▶ SOURCE EXTRACT:
----------
The trouble is that for the term and a half that he has been an elected official, Mr. Silbiger seldom if ever has acknowledged that any program he wants — and just has to have or he will hold his breath and turn blue — must endure a process. My goodness, man, did you just float in from the moon? This is how governments operate in the post-Adam and Eve Era.
If Mr. Silbiger has patience, mazel tov. He has shrewdly kept it masked.
He lives in the “Now” time zone. It has to happen immediately, not in five minutes.
His latest gaffe smells embarrassingly spectacular.
Why does he insist on repeatedly embarrassing himself?
He is a nice man. I used to write essays saying that I feel sorry for him when I see rhetorical egg splattering all over his dumbfounded face because he is so decent.
The Dimension of Ignorance
The first two items that he has confoundingly managed to place on Monday evening’s City Council agenda are so embryonic, so goofily premature, that no thoughtful adult could take them seriously.
To return to the beginning, hiring an animal control officer is an ignorant, wildly unnecessary, dangerously expensive idea.
However, for some populist politicians, ignorance never is a barrier.
What can Mr. Silbiger be thinking? There must be at least 75 mandatory details involved in establishing an animal control program that must be steeply researched.
The undertaking is almost unbelievably complicated.
Defying rationality, Mr. Silbiger simplistically is acting as if he merely is installing a fire plug at the corner of Duquesne and Culver, or buying a candy bar at the Jackson Market.
Costs Need to be Seriously Examined
Mr. Silbiger has been warned for months in his latest attempt to sell this boondoggle that the program is likely to cost $400,000 a year while he is claiming Culver City can buy its way in on the cheap, at $129,000.
One person who has worked around City Hall for more than 10 years said today it was “stunningly irresponsible” of Mr. Silbiger and City Councilman Chris Armenta — the Council’s subcommittee on animal control — to breathlessly try and win approval of two distinct options for animal shelters “when it doesn’t look as if they have done more than one minute of research.”
----------
▶ RAW DATA:
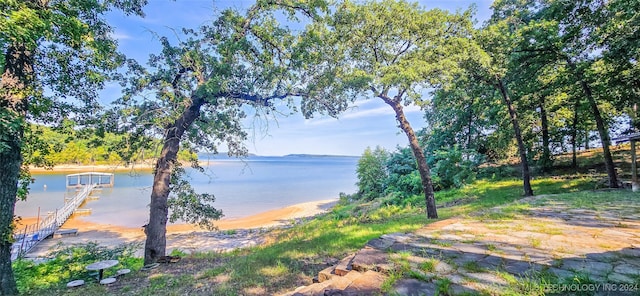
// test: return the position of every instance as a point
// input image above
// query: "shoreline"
(231, 234)
(99, 168)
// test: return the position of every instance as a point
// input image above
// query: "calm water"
(242, 188)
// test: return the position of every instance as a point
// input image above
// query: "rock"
(627, 269)
(397, 236)
(368, 259)
(368, 283)
(326, 274)
(380, 244)
(620, 278)
(344, 266)
(411, 287)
----------
▶ SHORT TASK:
Answer these questions using the column on Mr. Silbiger and animal control:
1. What yearly cost has Mr. Silbiger been warned the program is likely to reach?
2. Who serves with Mr. Silbiger on the Council's subcommittee on animal control?
3. What does the writer call an ignorant, wildly unnecessary, dangerously expensive idea?

▶ RESPONSE TO THIS EXERCISE:
1. $400,000 a year.
2. City Councilman Chris Armenta.
3. Hiring an animal control officer.